**EXERCISE DIRECTIONS:** Reproduce, with no alteration, the span of lines that begins at the line containing "Return a point for each instance of the granulated" and ends at the last line of the records, both ends included, and nothing else.

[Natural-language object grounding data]
• • • • •

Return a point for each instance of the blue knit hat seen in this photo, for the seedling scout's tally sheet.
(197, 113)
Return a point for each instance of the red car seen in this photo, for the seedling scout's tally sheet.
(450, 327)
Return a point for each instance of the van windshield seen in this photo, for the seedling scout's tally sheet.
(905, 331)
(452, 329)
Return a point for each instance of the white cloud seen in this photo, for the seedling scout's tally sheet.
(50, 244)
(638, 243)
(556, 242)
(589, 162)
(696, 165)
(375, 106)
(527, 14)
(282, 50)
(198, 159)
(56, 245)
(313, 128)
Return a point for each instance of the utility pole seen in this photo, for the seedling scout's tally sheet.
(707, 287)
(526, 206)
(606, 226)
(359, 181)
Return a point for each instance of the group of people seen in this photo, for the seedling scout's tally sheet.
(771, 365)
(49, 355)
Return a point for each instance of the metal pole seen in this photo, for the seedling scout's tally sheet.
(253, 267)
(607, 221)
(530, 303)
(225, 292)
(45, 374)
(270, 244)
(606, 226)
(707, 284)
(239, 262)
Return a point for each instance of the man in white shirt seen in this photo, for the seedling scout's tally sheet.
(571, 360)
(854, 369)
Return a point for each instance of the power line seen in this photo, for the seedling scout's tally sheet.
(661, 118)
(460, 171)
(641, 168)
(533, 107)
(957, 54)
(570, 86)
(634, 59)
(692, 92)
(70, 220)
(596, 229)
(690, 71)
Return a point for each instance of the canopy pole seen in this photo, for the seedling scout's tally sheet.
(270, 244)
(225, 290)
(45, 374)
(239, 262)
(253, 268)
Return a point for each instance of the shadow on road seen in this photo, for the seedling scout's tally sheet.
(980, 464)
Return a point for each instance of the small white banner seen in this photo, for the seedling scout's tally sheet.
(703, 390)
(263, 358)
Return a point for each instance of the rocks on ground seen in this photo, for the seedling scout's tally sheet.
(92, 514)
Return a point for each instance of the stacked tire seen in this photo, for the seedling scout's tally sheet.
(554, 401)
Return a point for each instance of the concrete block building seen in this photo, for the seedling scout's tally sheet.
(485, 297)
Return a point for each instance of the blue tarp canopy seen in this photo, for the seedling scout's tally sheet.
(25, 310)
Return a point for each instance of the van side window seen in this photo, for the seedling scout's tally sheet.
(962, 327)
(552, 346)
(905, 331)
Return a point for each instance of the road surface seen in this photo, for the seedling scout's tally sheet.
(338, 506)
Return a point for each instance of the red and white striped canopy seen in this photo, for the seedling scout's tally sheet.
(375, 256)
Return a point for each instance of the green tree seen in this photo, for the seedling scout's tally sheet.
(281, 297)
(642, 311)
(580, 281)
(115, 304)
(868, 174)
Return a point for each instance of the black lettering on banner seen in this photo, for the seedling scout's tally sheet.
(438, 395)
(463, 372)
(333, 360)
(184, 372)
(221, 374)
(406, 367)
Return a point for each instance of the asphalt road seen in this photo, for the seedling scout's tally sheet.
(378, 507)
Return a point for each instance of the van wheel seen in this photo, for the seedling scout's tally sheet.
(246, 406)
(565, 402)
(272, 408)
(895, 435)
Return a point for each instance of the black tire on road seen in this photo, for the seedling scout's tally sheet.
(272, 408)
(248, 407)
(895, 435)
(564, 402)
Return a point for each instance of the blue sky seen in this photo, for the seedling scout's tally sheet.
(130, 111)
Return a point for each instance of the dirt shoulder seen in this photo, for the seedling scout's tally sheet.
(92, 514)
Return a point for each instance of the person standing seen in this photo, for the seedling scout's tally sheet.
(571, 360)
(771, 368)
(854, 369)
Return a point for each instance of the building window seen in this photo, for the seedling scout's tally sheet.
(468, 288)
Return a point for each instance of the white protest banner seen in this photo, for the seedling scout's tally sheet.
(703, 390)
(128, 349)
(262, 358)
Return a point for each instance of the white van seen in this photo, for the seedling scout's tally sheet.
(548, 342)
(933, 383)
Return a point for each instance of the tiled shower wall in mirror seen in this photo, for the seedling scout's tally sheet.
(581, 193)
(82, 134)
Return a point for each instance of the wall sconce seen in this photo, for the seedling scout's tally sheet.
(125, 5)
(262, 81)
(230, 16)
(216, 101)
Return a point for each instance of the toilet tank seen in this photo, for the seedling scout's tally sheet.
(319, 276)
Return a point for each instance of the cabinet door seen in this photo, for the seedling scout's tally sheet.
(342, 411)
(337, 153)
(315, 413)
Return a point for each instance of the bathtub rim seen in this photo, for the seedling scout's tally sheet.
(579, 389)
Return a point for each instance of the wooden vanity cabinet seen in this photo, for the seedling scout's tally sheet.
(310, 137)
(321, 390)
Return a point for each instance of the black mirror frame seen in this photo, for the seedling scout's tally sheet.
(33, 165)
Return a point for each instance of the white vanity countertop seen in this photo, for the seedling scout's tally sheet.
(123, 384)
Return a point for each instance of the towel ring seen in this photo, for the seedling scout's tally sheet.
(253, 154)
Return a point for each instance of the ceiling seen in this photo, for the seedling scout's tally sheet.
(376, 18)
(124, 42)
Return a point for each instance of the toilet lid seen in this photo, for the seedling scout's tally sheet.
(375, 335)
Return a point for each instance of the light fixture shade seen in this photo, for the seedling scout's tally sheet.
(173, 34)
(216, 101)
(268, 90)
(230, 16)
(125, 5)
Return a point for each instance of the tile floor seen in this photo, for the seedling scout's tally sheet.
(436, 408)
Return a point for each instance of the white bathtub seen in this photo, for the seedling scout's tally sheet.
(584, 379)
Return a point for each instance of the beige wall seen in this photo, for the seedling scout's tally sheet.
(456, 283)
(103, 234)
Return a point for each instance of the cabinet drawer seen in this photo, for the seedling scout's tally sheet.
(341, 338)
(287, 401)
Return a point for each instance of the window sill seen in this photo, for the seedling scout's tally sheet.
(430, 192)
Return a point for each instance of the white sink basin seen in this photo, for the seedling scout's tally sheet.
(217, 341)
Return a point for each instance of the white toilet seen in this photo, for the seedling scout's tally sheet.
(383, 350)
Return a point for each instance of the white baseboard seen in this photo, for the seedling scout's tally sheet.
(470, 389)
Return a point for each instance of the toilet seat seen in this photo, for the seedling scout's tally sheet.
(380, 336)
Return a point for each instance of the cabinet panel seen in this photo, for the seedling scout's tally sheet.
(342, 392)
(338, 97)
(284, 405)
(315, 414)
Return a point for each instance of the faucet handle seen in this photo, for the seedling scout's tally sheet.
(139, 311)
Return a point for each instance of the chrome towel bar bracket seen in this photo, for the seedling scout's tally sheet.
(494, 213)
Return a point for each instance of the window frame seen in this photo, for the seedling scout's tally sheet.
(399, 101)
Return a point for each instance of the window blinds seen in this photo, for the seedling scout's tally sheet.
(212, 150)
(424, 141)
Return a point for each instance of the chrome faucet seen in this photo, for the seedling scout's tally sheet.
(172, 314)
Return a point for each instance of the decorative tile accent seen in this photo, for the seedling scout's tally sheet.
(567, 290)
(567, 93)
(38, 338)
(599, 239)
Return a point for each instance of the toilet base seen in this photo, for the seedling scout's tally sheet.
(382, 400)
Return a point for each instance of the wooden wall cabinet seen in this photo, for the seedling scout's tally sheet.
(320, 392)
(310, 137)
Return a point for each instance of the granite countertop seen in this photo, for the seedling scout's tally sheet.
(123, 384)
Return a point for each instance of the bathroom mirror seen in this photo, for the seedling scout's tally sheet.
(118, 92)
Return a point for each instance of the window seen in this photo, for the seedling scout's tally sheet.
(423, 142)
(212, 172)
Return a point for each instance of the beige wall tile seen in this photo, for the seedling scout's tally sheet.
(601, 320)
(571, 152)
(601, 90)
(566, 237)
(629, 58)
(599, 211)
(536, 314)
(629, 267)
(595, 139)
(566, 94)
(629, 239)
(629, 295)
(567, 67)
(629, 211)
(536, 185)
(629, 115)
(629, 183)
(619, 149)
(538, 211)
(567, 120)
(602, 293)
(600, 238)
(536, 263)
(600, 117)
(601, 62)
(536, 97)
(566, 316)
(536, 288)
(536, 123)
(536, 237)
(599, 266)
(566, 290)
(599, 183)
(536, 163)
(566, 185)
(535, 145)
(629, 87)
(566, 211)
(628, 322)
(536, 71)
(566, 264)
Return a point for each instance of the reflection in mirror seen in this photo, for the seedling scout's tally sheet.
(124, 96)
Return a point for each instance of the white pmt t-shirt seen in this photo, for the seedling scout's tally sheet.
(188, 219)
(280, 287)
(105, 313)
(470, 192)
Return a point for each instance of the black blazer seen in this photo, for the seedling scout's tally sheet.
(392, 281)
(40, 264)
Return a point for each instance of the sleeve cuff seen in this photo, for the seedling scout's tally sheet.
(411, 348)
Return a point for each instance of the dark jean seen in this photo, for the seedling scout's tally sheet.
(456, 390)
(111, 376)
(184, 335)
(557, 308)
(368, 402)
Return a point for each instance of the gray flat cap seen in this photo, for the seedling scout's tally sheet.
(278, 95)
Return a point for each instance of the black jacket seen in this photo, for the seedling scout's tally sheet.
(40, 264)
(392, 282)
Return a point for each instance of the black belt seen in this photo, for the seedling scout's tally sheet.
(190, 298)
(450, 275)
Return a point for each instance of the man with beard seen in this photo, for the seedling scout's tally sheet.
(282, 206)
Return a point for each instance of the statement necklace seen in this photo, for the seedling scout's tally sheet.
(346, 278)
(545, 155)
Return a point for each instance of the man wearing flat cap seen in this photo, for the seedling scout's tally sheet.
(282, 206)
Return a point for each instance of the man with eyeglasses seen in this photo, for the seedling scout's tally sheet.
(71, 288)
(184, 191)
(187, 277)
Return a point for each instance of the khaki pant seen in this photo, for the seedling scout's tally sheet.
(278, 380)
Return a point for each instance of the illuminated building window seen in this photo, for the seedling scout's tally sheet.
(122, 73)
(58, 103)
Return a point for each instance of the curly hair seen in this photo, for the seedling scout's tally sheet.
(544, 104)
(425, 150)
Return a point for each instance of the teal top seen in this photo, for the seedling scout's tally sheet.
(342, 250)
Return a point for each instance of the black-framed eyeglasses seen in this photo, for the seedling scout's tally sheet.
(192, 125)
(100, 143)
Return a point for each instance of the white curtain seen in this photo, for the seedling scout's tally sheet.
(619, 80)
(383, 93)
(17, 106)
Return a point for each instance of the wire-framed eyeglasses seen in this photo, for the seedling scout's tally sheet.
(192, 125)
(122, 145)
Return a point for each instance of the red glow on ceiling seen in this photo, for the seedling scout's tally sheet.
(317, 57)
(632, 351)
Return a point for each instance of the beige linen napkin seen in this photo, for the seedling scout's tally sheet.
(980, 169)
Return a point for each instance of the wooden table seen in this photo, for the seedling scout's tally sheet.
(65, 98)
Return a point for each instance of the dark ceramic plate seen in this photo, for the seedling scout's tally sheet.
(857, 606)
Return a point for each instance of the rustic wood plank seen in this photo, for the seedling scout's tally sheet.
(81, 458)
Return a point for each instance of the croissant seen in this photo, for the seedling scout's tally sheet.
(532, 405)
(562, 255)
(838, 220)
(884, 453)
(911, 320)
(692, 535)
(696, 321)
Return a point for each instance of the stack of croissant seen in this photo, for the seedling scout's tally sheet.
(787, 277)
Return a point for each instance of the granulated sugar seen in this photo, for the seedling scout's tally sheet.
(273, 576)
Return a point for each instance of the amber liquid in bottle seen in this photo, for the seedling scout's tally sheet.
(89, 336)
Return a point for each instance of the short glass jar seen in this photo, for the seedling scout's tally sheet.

• • • • •

**EXERCISE OUTPUT:**
Return a point for each instance of the granulated sugar seen in this photo, for the seedling scout's tally sheet.
(273, 576)
Return a point for each instance of the amber liquid in bottle seen in this photo, for the seedling scout's tally sheet.
(89, 336)
Return a point for each instance of the short glass jar seen in this photo, for the seedling scout's tally sheet.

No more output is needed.